- _Work to do_: Can you update the listing below so that every "pixel coordinates" becomes "image coordinates", with nothing else changed?

== Extracted information

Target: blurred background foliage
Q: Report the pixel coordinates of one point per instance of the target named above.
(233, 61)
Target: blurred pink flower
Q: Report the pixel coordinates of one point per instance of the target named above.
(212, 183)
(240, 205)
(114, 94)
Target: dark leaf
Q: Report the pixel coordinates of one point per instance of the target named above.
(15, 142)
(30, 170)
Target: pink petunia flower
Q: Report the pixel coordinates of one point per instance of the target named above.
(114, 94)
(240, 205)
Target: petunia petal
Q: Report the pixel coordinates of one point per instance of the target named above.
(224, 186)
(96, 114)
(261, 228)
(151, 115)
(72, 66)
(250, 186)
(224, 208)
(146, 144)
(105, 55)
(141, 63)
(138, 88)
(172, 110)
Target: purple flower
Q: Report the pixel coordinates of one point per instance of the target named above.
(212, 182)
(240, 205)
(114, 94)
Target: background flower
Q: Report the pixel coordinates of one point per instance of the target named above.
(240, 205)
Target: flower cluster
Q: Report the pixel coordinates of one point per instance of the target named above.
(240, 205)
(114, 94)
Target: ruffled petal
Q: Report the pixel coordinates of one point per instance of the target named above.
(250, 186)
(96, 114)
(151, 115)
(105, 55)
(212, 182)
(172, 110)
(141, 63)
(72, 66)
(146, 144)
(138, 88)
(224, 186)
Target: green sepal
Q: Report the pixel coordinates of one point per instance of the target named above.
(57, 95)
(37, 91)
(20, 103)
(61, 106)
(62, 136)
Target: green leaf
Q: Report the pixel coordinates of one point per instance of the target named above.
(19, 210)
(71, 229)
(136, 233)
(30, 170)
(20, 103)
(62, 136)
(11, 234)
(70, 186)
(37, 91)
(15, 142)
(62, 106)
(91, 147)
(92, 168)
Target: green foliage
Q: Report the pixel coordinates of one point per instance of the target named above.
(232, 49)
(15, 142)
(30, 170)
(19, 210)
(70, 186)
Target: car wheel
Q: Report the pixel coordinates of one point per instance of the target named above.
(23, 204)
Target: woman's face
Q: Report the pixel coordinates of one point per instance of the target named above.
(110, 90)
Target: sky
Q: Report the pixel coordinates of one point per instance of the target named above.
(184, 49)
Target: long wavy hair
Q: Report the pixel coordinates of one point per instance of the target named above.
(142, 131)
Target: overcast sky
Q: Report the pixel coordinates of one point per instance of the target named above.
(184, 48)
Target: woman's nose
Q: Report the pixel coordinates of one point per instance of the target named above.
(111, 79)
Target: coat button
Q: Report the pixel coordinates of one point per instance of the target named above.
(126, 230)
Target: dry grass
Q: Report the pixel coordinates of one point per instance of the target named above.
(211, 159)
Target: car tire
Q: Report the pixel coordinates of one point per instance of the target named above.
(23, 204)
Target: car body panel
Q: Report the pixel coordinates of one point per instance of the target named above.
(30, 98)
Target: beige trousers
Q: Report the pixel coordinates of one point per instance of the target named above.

====

- _Written response_:
Target: blurred background foliage
Q: Report the image coordinates of one point per instance of the target named above.
(233, 61)
Target: blurred pink flower
Q: Report the image coordinates of one point per instance of the target named above.
(212, 183)
(240, 205)
(114, 94)
Target: dark leaf
Q: Report the image coordinates of one point per instance of the target named above.
(15, 142)
(30, 170)
Target: pink petunia flower
Q: Report the image coordinates of one point per instance of the target named above.
(114, 94)
(240, 205)
Target: petunia petal
Q: Report the image coordinates of one point per instance of the target named above.
(224, 186)
(96, 114)
(261, 228)
(151, 115)
(72, 66)
(250, 186)
(224, 208)
(146, 144)
(105, 55)
(141, 63)
(138, 88)
(172, 110)
Target: purple flower
Q: Report the image coordinates of one point per instance of the target named above.
(212, 182)
(240, 205)
(114, 94)
Target: background flower
Q: Report the image coordinates of one point per instance of the target named above.
(240, 205)
Target: flower cluster
Q: Report the image coordinates of one point per instance of the target named above.
(240, 205)
(114, 94)
Target: ruffled petal
Q: Report the image coordinates of one point per instance of the target named above.
(250, 186)
(96, 114)
(151, 115)
(105, 55)
(212, 182)
(172, 110)
(141, 63)
(72, 66)
(146, 144)
(138, 88)
(224, 186)
Target: green sepal
Q: Report the image coordinates of one point per instance of the target named above.
(57, 95)
(37, 91)
(20, 103)
(61, 106)
(62, 136)
Target: green leaf
Q: Report the image coordinates of one point per instance of the target named above.
(19, 210)
(71, 229)
(136, 233)
(30, 170)
(20, 103)
(62, 136)
(11, 234)
(70, 186)
(37, 91)
(15, 142)
(62, 106)
(91, 147)
(92, 168)
Target: green foliage
Q: Report the image coordinates of one point per instance of the target named above.
(232, 49)
(15, 142)
(30, 170)
(19, 210)
(70, 186)
Target: car wheel
Q: Report the image coordinates of one point per instance of the target named above.
(23, 204)
Target: woman's face
Q: Report the image coordinates of one point per instance of the target named above.
(110, 90)
Target: sky
Q: Report the image coordinates of one point per instance of the target named above.
(184, 49)
Target: long wavy hair
Q: Report the image coordinates of one point per instance of the target named above.
(142, 131)
Target: overcast sky
Q: Report the image coordinates of one point per instance of the target named above.
(184, 48)
Target: woman's nose
Q: Report the image coordinates of one point per instance of the target named above.
(111, 79)
Target: coat button
Q: Report the image coordinates of one point per instance of the target named above.
(126, 230)
Target: dry grass
Q: Report the image coordinates of one point per instance of the target named above.
(211, 159)
Target: car tire
Q: Report the image coordinates of one point per instance of the target named above.
(23, 204)
Target: car body panel
Q: Report the image coordinates of one point per instance of the target named above.
(30, 98)
Target: beige trousers
Q: Report the image coordinates of one point per instance of the target named above.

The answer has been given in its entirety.